##### Data for this task #####
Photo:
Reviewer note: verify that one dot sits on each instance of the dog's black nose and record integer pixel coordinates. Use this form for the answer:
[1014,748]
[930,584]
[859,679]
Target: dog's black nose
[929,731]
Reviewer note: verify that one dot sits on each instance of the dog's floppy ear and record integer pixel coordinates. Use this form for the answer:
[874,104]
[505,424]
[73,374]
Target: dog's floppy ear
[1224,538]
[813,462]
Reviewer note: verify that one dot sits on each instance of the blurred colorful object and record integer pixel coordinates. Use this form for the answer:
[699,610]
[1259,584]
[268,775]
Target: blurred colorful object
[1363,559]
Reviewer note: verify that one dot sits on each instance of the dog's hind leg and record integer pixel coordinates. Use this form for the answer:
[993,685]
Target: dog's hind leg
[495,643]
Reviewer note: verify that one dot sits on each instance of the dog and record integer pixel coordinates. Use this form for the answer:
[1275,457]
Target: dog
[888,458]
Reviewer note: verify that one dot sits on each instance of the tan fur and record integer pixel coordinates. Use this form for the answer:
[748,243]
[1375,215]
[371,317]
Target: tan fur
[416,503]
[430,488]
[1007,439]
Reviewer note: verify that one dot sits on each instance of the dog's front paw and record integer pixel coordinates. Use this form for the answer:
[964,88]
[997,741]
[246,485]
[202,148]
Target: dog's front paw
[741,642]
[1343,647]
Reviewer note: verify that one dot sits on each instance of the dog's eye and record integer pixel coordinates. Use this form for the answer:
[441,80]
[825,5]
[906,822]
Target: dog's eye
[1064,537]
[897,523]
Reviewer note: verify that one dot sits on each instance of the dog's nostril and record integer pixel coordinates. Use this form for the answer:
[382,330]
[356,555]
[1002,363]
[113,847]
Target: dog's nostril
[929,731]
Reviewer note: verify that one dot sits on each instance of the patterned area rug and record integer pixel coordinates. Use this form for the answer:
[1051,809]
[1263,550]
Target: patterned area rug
#####
▶ What is being asked
Set down, word for word, every line from the line that holds "the dog and" to the end of the entries above, including both ends.

▶ Solution for this task
Reviewer note: verify that one dot sits on each instance of the dog and record integer pixel coordinates. Use this form for the answer:
[1275,457]
Target: dog
[888,458]
Reviewer note: verify that one dot sits on each instance of the tan fur and record integer pixel coordinates. Use this form for the answer:
[748,243]
[1375,215]
[371,317]
Target: tan fur
[416,503]
[430,488]
[1007,439]
Reviewer note: verify that one dot sits on each instance of the dog's front paw and record integer pixel coordinates. Use this form for the answer:
[964,88]
[997,741]
[246,485]
[202,148]
Target: dog's front paw
[741,642]
[1343,647]
Reviewer note: verify that one dot sits on each instance of the dog's eye and record integer pixel coordinates. Use this form for the answer:
[441,80]
[825,5]
[906,822]
Target: dog's eye
[1064,537]
[897,523]
Reviewer note: verify that one dot sits on each instance of the dog's nostril and record integer pixel coordinates. Use this form for the answer:
[382,330]
[356,555]
[1002,363]
[113,847]
Target: dog's nostril
[929,731]
Reviewer note: verify that one dot sits on each instance of the patterned area rug and record integer pixel coordinates. Use this form for the answer:
[1051,809]
[1263,550]
Target: patterned area rug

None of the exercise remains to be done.